Je voyais en Kofi Yamgnane une dimension nationale et même africaine que je ne lui retrouve plus dans l’interview qu’il a accordée sur Togovision, le 18 octobre dernier, notamment lorsqu’il déclare être capable de prendre à Gnassingbé “ toutes les voix du Nord”. Non pas qu’il y ait quoi que ce soit à reprocher à Kofi Yamgnane lui-même pour ces propos, révélateurs d’un état d’esprit, qui ont dû lui échapper, sans un contrôle rationnel, mais parce qu’ils nous replongent dans une pensée commune qui nous colle au front ou à la tempe, si vous voulez.


Si Kofi Yamgnane est capable de rafler à Gnassingbé toutes les voix du Nord, il faudra trouver en plus de lui, le candidat á la présidentielle qui lui ravirait les voix du Sud, plus celui qui le battrait à l’Est et enfin celui qui le coincerait et ne lui laisserait aucune chance à l’Ouest. À cette allure-là, sans donner dans la caricature, il faudra même envisager un candidat de l’opposition par ville, village, ethnie, clan… pour battre Gnassingbé. Quelqu’un exigerait aussi du candidat de l’opposition de fournir la liste des officiers, sous-officiers et même, hommes de troupe de l’armée et de la gendarmerie, cousins, oncles, neveux sur lesquels il compte pour s’imposer en tant que président de la République.


Et même plus : quelles puissances étrangères, quels chefs d’État africains le soutiennent ? J’ai suivi, avant la déclaration de Kofi Yamgnane, celle d’Aimé Gogué sur les critères exigés de l’éventuel candidat unique de l’opposition. J’avoue que cette déclaration ne m’a pas plus enthousiasmé, venant d’un intellectuel que je respecte et de qui j’attendais une réflexion plus profonde.


On nous dirait que ce sont des réalités incontournables, mais des réalités fondées sur quelles raisons ? Essentiellement la pensée commune dans laquelle nous nous engluons de jour en jour, au lieu de tenter de nous en sortir.

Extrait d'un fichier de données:

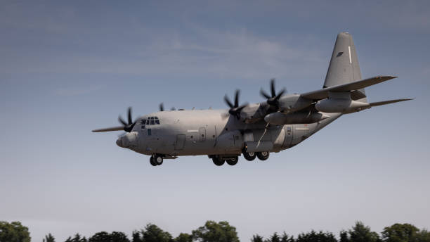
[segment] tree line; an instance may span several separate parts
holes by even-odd
[[[285,231],[275,232],[263,237],[254,234],[251,242],[430,242],[430,232],[419,229],[410,224],[394,224],[378,234],[357,222],[350,229],[342,230],[337,236],[330,231],[311,230],[294,237]],[[19,222],[0,221],[0,242],[30,242],[28,228]],[[174,237],[155,224],[148,224],[132,232],[131,238],[121,231],[100,231],[86,238],[79,234],[70,236],[64,242],[239,242],[236,228],[226,221],[207,221],[190,234],[181,233]],[[43,242],[60,242],[48,234]]]

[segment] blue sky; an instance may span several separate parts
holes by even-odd
[[[0,220],[34,241],[131,232],[176,236],[227,220],[254,233],[338,231],[361,220],[430,227],[430,4],[417,1],[2,1]],[[322,87],[341,31],[353,34],[370,101],[266,162],[216,167],[183,157],[152,167],[122,149],[128,106],[224,108],[225,94]]]

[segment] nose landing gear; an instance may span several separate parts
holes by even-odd
[[[163,157],[157,154],[151,155],[150,163],[153,166],[160,165],[163,163]]]
[[[252,161],[255,160],[255,158],[256,157],[256,153],[254,152],[244,151],[243,157],[245,157],[245,158],[247,159],[247,160]]]
[[[271,153],[268,151],[257,152],[257,157],[261,160],[266,160],[268,159],[268,156]]]

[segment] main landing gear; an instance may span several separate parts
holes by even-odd
[[[247,160],[254,160],[256,157],[258,157],[259,159],[261,160],[266,160],[268,159],[270,152],[268,151],[261,151],[261,152],[246,152],[243,151],[243,157],[245,157]]]
[[[224,165],[225,163],[230,165],[235,165],[237,164],[237,161],[239,160],[238,156],[233,156],[233,157],[219,157],[219,156],[214,156],[212,157],[212,161],[214,164],[217,166],[221,166]]]
[[[151,155],[150,163],[153,166],[160,165],[163,163],[163,157],[157,154]]]

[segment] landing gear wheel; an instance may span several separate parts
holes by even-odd
[[[268,158],[269,154],[268,151],[257,152],[257,157],[261,160],[266,160]]]
[[[150,163],[151,163],[152,166],[157,165],[157,164],[155,164],[155,162],[154,161],[154,158],[152,156],[150,158]]]
[[[225,160],[220,159],[218,157],[213,158],[212,161],[214,162],[214,164],[215,164],[215,165],[217,165],[217,166],[221,166],[224,165],[224,163],[226,162]]]
[[[230,160],[227,160],[227,164],[230,165],[235,165],[237,164],[237,161],[239,160],[239,157],[236,156],[234,158],[231,158]]]
[[[252,161],[255,160],[255,158],[256,157],[256,153],[255,153],[254,152],[244,152],[243,157],[245,157],[247,160]]]
[[[159,155],[155,155],[152,160],[154,160],[154,163],[157,165],[160,165],[163,163],[163,158]]]

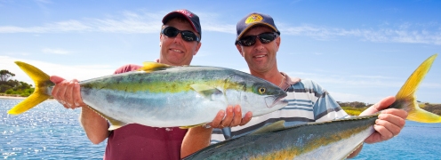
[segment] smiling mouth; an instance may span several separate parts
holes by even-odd
[[[171,49],[171,51],[172,51],[172,52],[182,52],[182,51],[180,51],[180,50],[173,50],[173,49]]]

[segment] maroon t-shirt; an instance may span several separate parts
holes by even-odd
[[[136,70],[138,65],[125,65],[120,74]],[[110,132],[104,159],[180,159],[180,145],[187,130],[178,127],[156,128],[131,124]]]

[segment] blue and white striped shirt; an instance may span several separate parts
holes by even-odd
[[[248,134],[261,126],[274,122],[285,120],[285,126],[293,126],[309,122],[324,122],[344,118],[348,114],[318,84],[311,80],[291,79],[286,77],[288,105],[269,114],[253,117],[243,126],[233,128],[213,129],[212,143],[217,143],[226,139],[236,138]]]

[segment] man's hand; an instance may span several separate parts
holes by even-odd
[[[216,117],[208,125],[214,128],[224,128],[224,127],[235,127],[237,125],[245,125],[250,122],[253,113],[247,112],[244,118],[242,118],[242,109],[239,105],[229,106],[226,109],[227,116],[225,116],[225,111],[220,110],[216,115]],[[225,116],[225,118],[224,118]]]
[[[66,108],[76,108],[86,106],[81,99],[80,84],[78,80],[67,81],[62,77],[52,76],[51,81],[55,84],[52,89],[52,97]]]
[[[395,97],[387,97],[365,110],[360,114],[360,116],[368,116],[377,113],[390,106],[394,101]],[[388,108],[382,110],[378,116],[378,119],[375,121],[375,124],[373,125],[376,132],[365,140],[365,142],[376,143],[389,140],[398,135],[403,127],[405,127],[406,117],[407,112],[402,109]]]

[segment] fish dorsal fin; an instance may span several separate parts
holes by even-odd
[[[206,125],[206,124],[199,124],[188,125],[188,126],[180,126],[180,129],[190,129],[193,127],[204,126],[204,125]]]
[[[110,126],[108,127],[108,131],[113,131],[113,130],[116,130],[116,129],[118,129],[118,128],[121,128],[122,126],[124,126],[126,125],[127,124],[124,123],[124,122],[121,122],[119,120],[116,120],[116,119],[114,119],[107,115],[104,115],[102,114],[101,112],[94,109],[93,108],[88,106],[89,108],[91,108],[92,110],[95,111],[98,115],[101,116],[102,117],[106,118],[108,123],[110,124]]]
[[[285,129],[285,120],[280,120],[277,122],[275,122],[273,124],[270,124],[269,125],[265,125],[261,128],[257,129],[256,131],[253,132],[251,135],[255,135],[255,134],[260,134],[260,133],[264,133],[264,132],[269,132],[273,131],[278,131]]]
[[[212,95],[213,94],[222,94],[220,90],[203,84],[190,84],[190,87],[197,93],[210,100],[212,100]]]
[[[172,66],[163,64],[163,63],[156,63],[156,62],[152,62],[152,61],[145,61],[142,63],[144,66],[142,68],[137,69],[138,71],[145,71],[145,72],[153,72],[155,70],[163,70],[167,68],[171,68]]]

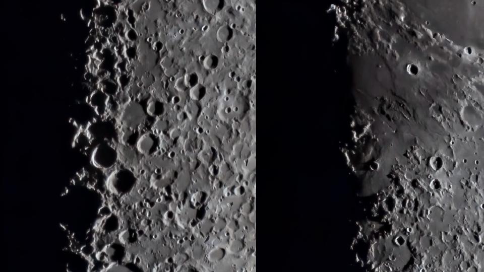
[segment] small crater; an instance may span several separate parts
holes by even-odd
[[[416,76],[418,74],[418,67],[413,63],[407,64],[407,73],[412,76]]]

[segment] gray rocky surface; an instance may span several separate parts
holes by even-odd
[[[255,1],[100,0],[81,13],[81,103],[95,117],[71,120],[91,163],[72,182],[102,204],[70,250],[89,271],[255,271]]]
[[[346,1],[367,271],[484,271],[484,3]]]

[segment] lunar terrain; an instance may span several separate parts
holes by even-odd
[[[344,1],[366,271],[484,271],[484,3]]]
[[[102,0],[80,13],[79,108],[94,117],[71,120],[90,162],[71,186],[100,205],[85,233],[62,225],[69,250],[89,271],[255,271],[255,1]]]

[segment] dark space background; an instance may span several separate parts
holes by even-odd
[[[258,7],[261,271],[356,271],[349,248],[356,201],[338,147],[353,107],[343,35],[333,46],[326,1],[264,0]],[[86,191],[60,196],[88,162],[71,149],[70,117],[82,88],[92,0],[1,4],[2,267],[65,271],[59,223],[79,232],[95,217]],[[64,14],[66,21],[61,20]],[[337,270],[336,270],[337,269]]]
[[[258,3],[257,266],[360,271],[349,245],[360,214],[340,143],[354,102],[336,1]]]
[[[95,216],[94,199],[86,191],[69,199],[60,197],[86,163],[70,148],[74,130],[68,120],[76,111],[75,99],[86,94],[81,83],[88,29],[80,10],[94,3],[0,4],[1,271],[65,271],[68,260],[79,261],[62,251],[67,241],[59,222],[85,227]]]

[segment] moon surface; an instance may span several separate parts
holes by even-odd
[[[484,270],[484,4],[354,1],[330,11],[335,38],[349,40],[356,104],[342,149],[364,215],[355,261]]]
[[[72,182],[101,205],[69,250],[89,271],[255,271],[255,1],[98,2]]]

CONSIGNES À SUIVRE:
(a) Répondez aux questions suivantes sur le texte sur Kofi Yamgnane :
(i) Sur quelle chaîne et à quelle date Kofi Yamgnane a-t-il accordé l'interview évoquée ?
(ii) Qui a fait la déclaration sur les critères exigés de l'éventuel candidat unique de l'opposition ?
(iii) Dans quoi, selon la dernière phrase, « nous nous engluons de jour en jour » ?
(b) Veuillez recopier sans la moindre modification le passage du texte sur Kofi Yamgnane allant de « Et même plus » jusqu'à « nous en sortir. ».

CORRIGÉ DES CONSIGNES:
(a)
(i) Sur Togovision, le 18 octobre.
(ii) Aimé Gogué.
(iii) Dans la pensée commune.

(b)
Et même plus : quelles puissances étrangères, quels chefs d’État africains le soutiennent ? J’ai suivi, avant la déclaration de Kofi Yamgnane, celle d’Aimé Gogué sur les critères exigés de l’éventuel candidat unique de l’opposition. J’avoue que cette déclaration ne m’a pas plus enthousiasmé, venant d’un intellectuel que je respecte et de qui j’attendais une réflexion plus profonde.


On nous dirait que ce sont des réalités incontournables, mais des réalités fondées sur quelles raisons ? Essentiellement la pensée commune dans laquelle nous nous engluons de jour en jour, au lieu de tenter de nous en sortir.